(Natural language region descriptions)
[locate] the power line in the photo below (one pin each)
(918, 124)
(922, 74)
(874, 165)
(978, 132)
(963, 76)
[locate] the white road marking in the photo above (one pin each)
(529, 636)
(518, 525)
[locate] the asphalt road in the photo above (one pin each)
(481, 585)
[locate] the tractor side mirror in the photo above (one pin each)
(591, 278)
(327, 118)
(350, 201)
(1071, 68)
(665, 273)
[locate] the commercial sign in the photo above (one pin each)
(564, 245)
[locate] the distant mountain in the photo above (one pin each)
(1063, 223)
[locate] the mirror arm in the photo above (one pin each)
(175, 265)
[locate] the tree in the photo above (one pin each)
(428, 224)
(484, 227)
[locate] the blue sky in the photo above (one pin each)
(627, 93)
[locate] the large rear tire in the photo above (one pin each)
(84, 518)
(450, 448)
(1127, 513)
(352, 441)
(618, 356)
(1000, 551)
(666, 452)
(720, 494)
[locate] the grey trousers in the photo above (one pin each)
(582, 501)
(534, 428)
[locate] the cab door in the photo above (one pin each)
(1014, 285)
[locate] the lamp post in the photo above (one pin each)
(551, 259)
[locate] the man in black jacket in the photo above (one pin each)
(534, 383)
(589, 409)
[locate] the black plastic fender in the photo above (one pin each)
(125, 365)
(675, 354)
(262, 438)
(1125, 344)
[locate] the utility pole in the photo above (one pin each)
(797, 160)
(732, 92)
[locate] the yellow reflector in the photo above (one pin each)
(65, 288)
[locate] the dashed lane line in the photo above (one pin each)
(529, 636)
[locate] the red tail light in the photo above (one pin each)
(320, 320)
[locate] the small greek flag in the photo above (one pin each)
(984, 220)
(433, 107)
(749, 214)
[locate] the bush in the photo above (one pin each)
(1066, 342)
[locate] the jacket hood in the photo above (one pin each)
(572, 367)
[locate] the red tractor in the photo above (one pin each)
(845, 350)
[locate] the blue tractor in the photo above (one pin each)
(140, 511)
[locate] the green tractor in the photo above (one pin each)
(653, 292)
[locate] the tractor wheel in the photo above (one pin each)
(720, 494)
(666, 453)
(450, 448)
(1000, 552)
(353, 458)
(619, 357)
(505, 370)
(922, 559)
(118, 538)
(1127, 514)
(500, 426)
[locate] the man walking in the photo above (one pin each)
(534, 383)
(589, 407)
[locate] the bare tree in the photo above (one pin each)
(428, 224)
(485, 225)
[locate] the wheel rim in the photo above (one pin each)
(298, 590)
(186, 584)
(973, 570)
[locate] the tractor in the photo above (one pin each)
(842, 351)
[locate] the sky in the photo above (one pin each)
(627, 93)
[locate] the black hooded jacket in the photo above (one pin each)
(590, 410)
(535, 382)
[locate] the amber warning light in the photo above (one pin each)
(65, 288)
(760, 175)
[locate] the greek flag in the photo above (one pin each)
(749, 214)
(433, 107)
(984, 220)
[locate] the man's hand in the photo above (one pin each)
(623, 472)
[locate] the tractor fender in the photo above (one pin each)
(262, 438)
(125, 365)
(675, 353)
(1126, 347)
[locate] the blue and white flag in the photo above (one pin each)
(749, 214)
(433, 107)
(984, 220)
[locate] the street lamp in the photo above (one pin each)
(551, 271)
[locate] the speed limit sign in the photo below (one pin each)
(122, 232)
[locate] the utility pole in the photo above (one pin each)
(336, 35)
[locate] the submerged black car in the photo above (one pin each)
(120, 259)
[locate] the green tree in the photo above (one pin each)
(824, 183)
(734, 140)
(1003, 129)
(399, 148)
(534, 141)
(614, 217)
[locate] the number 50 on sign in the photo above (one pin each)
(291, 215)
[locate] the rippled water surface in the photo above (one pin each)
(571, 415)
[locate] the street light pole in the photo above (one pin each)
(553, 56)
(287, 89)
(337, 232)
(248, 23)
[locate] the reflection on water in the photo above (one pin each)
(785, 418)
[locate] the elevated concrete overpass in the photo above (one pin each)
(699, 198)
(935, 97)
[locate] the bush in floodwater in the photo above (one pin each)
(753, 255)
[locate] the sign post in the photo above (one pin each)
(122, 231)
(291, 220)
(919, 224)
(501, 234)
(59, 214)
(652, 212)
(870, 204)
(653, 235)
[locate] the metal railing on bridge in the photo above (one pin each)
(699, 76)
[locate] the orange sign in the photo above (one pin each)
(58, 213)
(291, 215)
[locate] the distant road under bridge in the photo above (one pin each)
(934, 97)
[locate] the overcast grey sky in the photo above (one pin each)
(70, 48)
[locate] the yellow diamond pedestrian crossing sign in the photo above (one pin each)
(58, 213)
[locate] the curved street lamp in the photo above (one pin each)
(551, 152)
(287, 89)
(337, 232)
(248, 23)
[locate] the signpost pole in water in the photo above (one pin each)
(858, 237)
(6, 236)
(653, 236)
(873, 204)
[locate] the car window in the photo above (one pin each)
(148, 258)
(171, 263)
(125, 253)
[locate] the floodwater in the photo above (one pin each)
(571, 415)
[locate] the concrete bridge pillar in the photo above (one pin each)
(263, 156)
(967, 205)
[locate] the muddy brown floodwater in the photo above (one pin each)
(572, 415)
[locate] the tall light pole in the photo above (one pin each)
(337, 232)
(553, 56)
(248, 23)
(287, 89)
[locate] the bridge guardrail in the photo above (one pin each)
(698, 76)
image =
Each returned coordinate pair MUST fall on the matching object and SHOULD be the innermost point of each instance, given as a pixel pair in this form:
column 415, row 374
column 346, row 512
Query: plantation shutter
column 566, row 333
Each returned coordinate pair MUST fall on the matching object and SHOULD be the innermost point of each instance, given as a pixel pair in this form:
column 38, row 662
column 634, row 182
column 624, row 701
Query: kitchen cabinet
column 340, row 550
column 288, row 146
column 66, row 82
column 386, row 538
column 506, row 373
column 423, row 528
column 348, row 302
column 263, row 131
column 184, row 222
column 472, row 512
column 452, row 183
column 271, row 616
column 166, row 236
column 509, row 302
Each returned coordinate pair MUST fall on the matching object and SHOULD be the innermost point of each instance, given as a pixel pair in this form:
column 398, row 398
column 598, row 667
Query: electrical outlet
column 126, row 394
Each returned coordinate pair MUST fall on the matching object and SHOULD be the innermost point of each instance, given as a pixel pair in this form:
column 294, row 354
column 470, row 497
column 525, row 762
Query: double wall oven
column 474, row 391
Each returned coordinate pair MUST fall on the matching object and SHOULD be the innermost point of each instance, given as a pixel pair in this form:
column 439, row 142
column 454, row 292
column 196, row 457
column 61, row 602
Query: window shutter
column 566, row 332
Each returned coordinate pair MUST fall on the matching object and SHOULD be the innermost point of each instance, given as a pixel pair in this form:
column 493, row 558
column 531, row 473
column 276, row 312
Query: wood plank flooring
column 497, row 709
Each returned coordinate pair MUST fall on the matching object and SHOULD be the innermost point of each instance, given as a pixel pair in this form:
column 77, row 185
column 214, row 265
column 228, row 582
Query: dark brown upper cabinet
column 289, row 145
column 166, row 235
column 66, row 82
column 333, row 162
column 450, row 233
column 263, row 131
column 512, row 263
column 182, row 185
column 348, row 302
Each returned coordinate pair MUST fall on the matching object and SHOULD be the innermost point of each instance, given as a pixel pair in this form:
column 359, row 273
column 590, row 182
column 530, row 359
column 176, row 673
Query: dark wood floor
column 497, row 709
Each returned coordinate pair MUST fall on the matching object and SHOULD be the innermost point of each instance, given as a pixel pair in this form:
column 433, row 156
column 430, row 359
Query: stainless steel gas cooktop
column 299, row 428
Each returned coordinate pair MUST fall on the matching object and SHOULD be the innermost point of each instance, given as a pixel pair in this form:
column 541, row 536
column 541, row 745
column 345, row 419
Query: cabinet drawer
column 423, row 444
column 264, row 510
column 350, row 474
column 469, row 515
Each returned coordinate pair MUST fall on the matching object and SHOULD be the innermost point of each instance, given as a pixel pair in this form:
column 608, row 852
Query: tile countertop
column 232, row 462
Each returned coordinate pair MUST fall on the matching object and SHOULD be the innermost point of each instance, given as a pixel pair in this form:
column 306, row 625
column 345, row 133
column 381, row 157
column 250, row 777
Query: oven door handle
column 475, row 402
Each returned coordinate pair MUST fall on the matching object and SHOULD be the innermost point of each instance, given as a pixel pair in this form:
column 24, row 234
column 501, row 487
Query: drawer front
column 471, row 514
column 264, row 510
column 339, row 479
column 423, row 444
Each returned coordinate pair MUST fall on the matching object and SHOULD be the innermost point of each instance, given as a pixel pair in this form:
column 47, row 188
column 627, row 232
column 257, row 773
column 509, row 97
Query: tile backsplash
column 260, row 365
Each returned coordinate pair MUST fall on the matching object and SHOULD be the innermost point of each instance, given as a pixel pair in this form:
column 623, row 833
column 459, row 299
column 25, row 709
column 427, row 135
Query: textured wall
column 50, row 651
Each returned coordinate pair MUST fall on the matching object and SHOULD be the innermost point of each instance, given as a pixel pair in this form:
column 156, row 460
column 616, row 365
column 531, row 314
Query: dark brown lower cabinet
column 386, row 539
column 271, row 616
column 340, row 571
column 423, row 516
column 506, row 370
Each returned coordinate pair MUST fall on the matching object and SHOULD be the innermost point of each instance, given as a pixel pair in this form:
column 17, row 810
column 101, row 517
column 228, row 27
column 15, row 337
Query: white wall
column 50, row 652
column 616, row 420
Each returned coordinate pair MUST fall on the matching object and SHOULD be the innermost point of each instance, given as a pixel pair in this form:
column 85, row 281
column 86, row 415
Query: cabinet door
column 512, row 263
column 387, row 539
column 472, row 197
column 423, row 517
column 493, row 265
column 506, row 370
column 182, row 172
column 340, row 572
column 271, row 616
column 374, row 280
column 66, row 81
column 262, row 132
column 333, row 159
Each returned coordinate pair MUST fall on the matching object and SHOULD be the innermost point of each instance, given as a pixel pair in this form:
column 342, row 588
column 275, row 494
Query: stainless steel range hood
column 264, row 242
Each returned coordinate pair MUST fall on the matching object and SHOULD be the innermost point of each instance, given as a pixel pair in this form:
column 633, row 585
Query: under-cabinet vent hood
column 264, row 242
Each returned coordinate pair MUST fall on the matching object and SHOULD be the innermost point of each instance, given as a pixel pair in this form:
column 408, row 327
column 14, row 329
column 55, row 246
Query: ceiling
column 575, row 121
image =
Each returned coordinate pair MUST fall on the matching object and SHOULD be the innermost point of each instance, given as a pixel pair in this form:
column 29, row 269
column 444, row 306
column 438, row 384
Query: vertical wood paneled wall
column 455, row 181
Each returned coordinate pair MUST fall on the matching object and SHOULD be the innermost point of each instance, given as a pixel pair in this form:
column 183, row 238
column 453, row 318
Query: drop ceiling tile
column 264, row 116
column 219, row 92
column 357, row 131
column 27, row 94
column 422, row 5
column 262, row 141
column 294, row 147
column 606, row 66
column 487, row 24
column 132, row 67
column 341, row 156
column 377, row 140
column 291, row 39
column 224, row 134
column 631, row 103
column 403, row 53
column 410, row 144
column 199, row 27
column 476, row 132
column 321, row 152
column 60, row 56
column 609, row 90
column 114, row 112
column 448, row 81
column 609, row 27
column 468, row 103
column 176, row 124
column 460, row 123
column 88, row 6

* **Aim of the exercise**:
With the first line being the one containing "column 85, row 281" and the last line the one containing "column 453, row 318", transcribe exactly the lines above that fall in that range.

* **Completed exercise**:
column 85, row 281
column 86, row 415
Query: cabinet door
column 512, row 263
column 387, row 539
column 472, row 197
column 423, row 517
column 493, row 265
column 506, row 370
column 182, row 172
column 340, row 572
column 271, row 616
column 374, row 280
column 66, row 81
column 262, row 132
column 333, row 159
Each returned coordinate pair MUST fall on the matching object and SHOULD be the innermost point of each instance, given as a pixel pair in this form:
column 342, row 588
column 275, row 494
Query: stainless steel range hood
column 264, row 242
Each returned coordinate pair MUST fall on the matching object and SHOULD be the innermost point of each instance, given as a pixel pair in this form:
column 633, row 585
Query: under-cabinet vent hood
column 264, row 242
Each returned coordinate pair MUST fall on the matching object and SHOULD be the innermost point of each instance, given as a pixel pair in this form:
column 408, row 327
column 14, row 329
column 55, row 246
Query: ceiling
column 575, row 121
image =
Each returned coordinate pair MUST fall on the matching object and SHOULD be the innermost point of each instance, given as a pixel pair in this form:
column 29, row 269
column 444, row 306
column 438, row 384
Query: vertical wood paneled wall
column 455, row 181
Each returned coordinate pair MUST fall on the matching object and SHOULD be the innermost point of each instance, given as a pixel pair in this form:
column 183, row 238
column 453, row 318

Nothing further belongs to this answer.